Dec. 19, 1967 F. v. STAGNITTO DISPENSING OF PHARMACEUTICALS Filed Aug. 5, 1965 Fig.1I

United States Patent 3,358,824 DISPENSING OF PHARMACEUTICALS Frank Vincent Stagnitto, Denville, N.J., assignor to Hoffmann-La Roche Inc., Nutley, NJ., a corporation of New Jersey Filed Aug. 3, 1965, Ser. No. 476,956 1 Claim. (Cl. 206-632) This invention relates to a method for dispensing a unit dose of a pharmaceutical in hospitals and to a package which facilitates dispensing a unit dose of a pharmaceutical in hospitals.

More particularly, the invention relates to a method whereby a unit dose of a pharmaceutical can be administered without the dangers inherent in the present method of administering drugs in hospitals and also whereby the administration of a unit dose of a pharmaceutical in hospitals may be carefully traced and controlled from initial source of manufacture through to ultimate consumption by the patient. Particularly envisaged is the elimination of cumbersome present day record-keeping methods in hospitals relating to the dispensing of unit doses of a pharmaceutical to patients and the introduction of a convenient, economical and timesaving information retrieval system designed especially for use with automatic data processing systems. Additionally, the invention relates to a package for unit doses of drugs, comprising the combination of an identification means, e.g., tags, and a receptacle sized to receive a unit dose of a pharmaceutical, said receptacle being affixed to the identification means for facile removal therefrom.

There are many problems inherent in the conventional administration of a single dose of a drug to a patient in a hospital. For example, the dose must be the precise quantity prescribed for the patient. It must be administered at the particular time and with the particular frequency required to suit the exigencies of a particular therapeutic situation. There must be a record kept of when, to Whom and in what quantity a drug has been administered and ultimately the hospital must take inventory of their use of drugs to enable them to replenish their stock and to properly bill each patient. Imposing a requirement on the nurse to maintain such accurate records diminishes the time that would otherwise be available for bedside duties. Furthermore, the cost of keeping accurate records of drugs is no small factor of the increasing cost of running a hospital. Additionally, the likelihood of mistake is of a high order, particularly where busy personnel are involved.

The customary means of dispensing drugs today in most hospitals begins with the order of a drug by the physician followed by a requisition therefor by the floor nurse to the hopsital dispensary. A pharmacist at the dispensary will then fill the prescription by transferring a small quantity of a drug from a large receptacle into a smaller one by hand. The pharmacist will provide the receptacle with a label and record various data concerning the drug, including dosage, the date, who requisitioned the drug, etc. The nurse, when receiving the smaller receptacle will remove an individual dose by hand and place it in a suitable cup, generally, a paper or soufile cup. To insure that the right patient receives that medication, the nurse will then usually put a little card with the patients name in the cup. She will also keep records of the drug, its dosage, to whom and when administered, by Whom it was prescribed, the date of its requisition, etc. The unit dose will then be administered to the patient and the records updated with each subsequent administration. As is evident, not only must time-consuming records be kept at each stage, but also there is a distinct health risk in the manual handling of the drug. Furthermore, the receptacle or container in which the drug is transported from the pharmacy to the nursing station cannot be reused except at the great risk of cross-contamination of drugs.
────────
→ Required actions
1/ List every hospital role named in the paragraph of the patent excerpt that begins "The customary means of dispensing drugs".
2/ Please reproduce the patent excerpt starting at "United States Patent" and ending at "pharmaceutical in hospitals.".
3/ According to the patent excerpt, which company is Frank Vincent Stagnitto the assignor to?
The entries after the patent excerpt are separate material.
────────
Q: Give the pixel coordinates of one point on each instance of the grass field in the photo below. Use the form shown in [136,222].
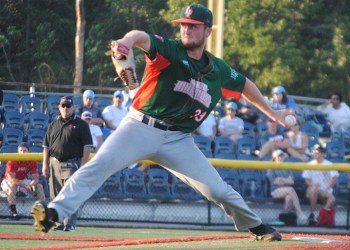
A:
[24,237]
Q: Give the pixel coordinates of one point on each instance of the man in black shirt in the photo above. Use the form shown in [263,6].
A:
[67,146]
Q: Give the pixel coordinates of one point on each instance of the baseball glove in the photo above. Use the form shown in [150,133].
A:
[124,64]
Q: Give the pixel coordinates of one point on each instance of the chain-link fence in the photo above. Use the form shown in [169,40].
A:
[118,201]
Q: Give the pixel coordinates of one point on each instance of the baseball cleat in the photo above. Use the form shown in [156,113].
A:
[266,233]
[41,215]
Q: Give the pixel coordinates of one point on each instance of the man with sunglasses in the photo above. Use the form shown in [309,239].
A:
[67,146]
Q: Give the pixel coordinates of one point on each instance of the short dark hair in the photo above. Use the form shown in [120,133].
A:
[23,145]
[340,96]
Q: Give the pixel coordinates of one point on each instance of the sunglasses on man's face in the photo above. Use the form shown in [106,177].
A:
[66,106]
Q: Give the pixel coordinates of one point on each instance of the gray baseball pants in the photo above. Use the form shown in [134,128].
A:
────────
→ Results in order
1/ Physician, floor nurse, pharmacist, patient

2/
United States Patent 3,358,824 DISPENSING OF PHARMACEUTICALS Frank Vincent Stagnitto, Denville, N.J., assignor to Hoffmann-La Roche Inc., Nutley, NJ., a corporation of New Jersey Filed Aug. 3, 1965, Ser. No. 476,956 1 Claim. (Cl. 206-632) This invention relates to a method for dispensing a unit dose of a pharmaceutical in hospitals and to a package which facilitates dispensing a unit dose of a pharmaceutical in hospitals.

3/ Hoffmann-La Roche Inc., of Nutley, N.J.